» Records for this exercise:
[Start of section]

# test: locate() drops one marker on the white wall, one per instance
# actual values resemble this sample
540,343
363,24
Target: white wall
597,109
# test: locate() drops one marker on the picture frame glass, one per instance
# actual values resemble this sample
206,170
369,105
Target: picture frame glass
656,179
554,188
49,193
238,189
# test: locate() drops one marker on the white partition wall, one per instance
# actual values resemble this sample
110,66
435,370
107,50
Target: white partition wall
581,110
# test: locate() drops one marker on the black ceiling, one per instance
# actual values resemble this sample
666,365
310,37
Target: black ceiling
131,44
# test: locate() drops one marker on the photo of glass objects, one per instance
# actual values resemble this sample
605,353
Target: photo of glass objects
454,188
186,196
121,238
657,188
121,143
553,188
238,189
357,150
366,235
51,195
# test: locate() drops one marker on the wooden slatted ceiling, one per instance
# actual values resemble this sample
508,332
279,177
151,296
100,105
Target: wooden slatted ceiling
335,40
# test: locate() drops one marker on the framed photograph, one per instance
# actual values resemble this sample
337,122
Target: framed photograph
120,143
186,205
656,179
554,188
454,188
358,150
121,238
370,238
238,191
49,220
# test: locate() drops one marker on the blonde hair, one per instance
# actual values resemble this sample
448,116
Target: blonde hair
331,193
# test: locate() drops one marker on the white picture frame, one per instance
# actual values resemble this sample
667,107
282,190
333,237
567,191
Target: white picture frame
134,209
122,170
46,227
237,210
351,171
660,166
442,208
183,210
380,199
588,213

[End of section]

Everything in the listing above needs to be copied exactly.

» Your solution:
# test: locate() drops one marker on the white wall, one per instance
# actual values resemble this sample
540,343
363,24
Target: white wall
597,109
# test: locate() drops one marker on the picture frame glass, one per instance
# actual values resemble this sample
206,170
369,105
Target: picture frame glass
656,179
554,188
49,193
238,189
# test: locate() drops one marker on the white partition wall, one per instance
# actual values resemble this sample
110,66
435,370
107,50
Target: white partition wall
581,110
# test: locate() drops one marker on the black ceiling, one per instance
# actual values resemble this sample
666,365
310,37
Target: black ceiling
131,44
# test: locate() drops one marker on the photo of glass objects, one per instance
# actual values resemble this sample
605,353
Target: photo of glass objects
454,188
186,196
121,238
657,188
121,143
553,188
238,189
357,150
366,235
51,195
# test: locate() drops one marker on the wooden slatted ceiling, one per instance
# actual values resemble this sample
508,332
279,177
151,296
100,105
Target: wooden slatted ceiling
335,40
# test: locate() drops one marker on the framed photograph, one per instance
# actual values resemble this sample
337,122
Target: framed photograph
120,143
186,205
656,179
554,188
454,188
358,150
121,238
370,238
238,191
49,220
# test: locate() drops one marker on the blonde hair, one per instance
# actual values resemble this sample
448,116
Target: blonde hair
331,193
# test: locate() drops one marker on the white picture frame, one per instance
# actual values resemble this sample
667,107
282,190
333,237
567,191
Target: white picture frame
134,209
122,170
46,227
237,210
351,171
660,166
442,208
183,210
380,199
588,213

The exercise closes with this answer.